[LO QUE SE PIDE] Actualiza el texto sobre Arlt y el tango desde las palabras "Remo Erdosain, Silvio" hasta las palabras "describe Julián Centeya.", ambas incluidas, y pon "Cadícamo" donde dice "Discépolo".

[FRAGMENTO DEL TEXTO]
================

Roberto Arlt y el tango

Su relación con el tango es tan evidente que uno se siente tentado a contradecirla para eludir el pecado de la obviedad. La ciudad de Arlt es la ciudad del tango, sus hombres caminan por ella como fantasmas salidos de algún ritmo reo y sentimental, sus mujeres arrastran sus desdichas y vergüenzas por conventillos, prostíbulos, bares apenas iluminados.

Remo Erdosain, Silvio Astier, parecen personas salidas de un tango de Discépolo. La misma tristeza, la misma desesperación, la misma condición de humillados. Erdosain arrastrando su angustia por las calles de la ciudad es la encarnación del personaje de “Yira, yira”: “Cuando estén secas las pilas de todos los timbres que vos apretás”. Haffner, el Rufián Melancólico recuerda a los rufianes de Celedonio Flores o a los cafishos que describe Julián Centeya.

Hay frases, situaciones que inspiran un tango. El momento en que Ergueta le dice a Erdosain. “Raja turrito rajá, o te creés que porque leo la Biblia soy otario”. O cuando Erdosain asesina a la Bizca y luego le dice en voz baja: “¿Viste lo que te pasó por andar metiendo la mano entre la bragueta de los hombres?” O cuando el Astrólogo dice: “Financiaremos la revolución con las rentas de los prostíbulos”.

Alguien afirmó que la obra de Roberto Arlt es un tango novelado. Puede ser. Los expertos al respecto tendrán sus opiniones, pero palabras más palabras menos, el clima que recorre las novelas y los cuentos de Arlt transpira tango. Dice Ricardo Piglia: “Lo suyo es un tango entreverado con marchas militares, con himnos del Éjército de Salvación, con canciones revolucionarias, una especie de tango anarquista donde se cantan las desdichas sociales”.

================

[REGISTROS DE DATOS]
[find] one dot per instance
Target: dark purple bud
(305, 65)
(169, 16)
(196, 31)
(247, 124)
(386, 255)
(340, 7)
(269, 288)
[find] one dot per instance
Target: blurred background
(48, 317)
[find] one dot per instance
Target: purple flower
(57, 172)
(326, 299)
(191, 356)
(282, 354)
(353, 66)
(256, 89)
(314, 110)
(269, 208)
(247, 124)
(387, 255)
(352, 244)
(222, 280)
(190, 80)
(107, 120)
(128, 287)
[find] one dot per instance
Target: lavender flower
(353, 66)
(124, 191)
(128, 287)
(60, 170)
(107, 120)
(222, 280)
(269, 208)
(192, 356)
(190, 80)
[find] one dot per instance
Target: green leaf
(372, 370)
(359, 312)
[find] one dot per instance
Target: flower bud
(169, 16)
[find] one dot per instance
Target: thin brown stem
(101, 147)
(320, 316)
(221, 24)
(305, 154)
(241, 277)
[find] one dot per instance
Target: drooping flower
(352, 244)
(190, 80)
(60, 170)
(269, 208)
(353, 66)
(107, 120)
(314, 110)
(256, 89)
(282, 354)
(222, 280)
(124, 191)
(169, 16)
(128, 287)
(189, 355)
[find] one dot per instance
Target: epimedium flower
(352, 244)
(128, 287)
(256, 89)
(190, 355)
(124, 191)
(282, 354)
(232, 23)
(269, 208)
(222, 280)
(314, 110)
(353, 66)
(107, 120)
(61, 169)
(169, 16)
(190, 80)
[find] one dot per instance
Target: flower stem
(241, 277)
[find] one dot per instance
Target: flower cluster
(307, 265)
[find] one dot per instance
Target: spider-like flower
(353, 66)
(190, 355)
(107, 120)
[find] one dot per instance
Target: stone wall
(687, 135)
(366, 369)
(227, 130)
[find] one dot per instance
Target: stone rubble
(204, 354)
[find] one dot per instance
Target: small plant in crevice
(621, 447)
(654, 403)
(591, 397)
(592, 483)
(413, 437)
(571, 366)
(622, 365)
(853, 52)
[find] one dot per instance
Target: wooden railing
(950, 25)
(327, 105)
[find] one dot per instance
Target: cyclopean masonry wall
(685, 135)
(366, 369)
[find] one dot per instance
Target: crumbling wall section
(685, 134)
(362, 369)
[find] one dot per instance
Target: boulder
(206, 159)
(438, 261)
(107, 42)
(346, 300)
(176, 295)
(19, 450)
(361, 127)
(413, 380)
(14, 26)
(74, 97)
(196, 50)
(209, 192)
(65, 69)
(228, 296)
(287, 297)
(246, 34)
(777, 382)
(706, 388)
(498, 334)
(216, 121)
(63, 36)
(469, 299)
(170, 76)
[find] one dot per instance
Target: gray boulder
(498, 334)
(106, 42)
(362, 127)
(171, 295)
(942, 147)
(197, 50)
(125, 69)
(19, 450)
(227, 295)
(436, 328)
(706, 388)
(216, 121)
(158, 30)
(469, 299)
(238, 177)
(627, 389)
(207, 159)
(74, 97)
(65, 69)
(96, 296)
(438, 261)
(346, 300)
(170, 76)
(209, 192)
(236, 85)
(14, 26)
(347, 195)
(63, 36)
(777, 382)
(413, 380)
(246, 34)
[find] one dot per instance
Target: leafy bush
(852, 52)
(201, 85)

================

[RESULTADO DEL EJERCICIO]
Remo Erdosain, Silvio Astier, parecen personas salidas de un tango de Cadícamo. La misma tristeza, la misma desesperación, la misma condición de humillados. Erdosain arrastrando su angustia por las calles de la ciudad es la encarnación del personaje de “Yira, yira”: “Cuando estén secas las pilas de todos los timbres que vos apretás”. Haffner, el Rufián Melancólico recuerda a los rufianes de Celedonio Flores o a los cafishos que describe Julián Centeya.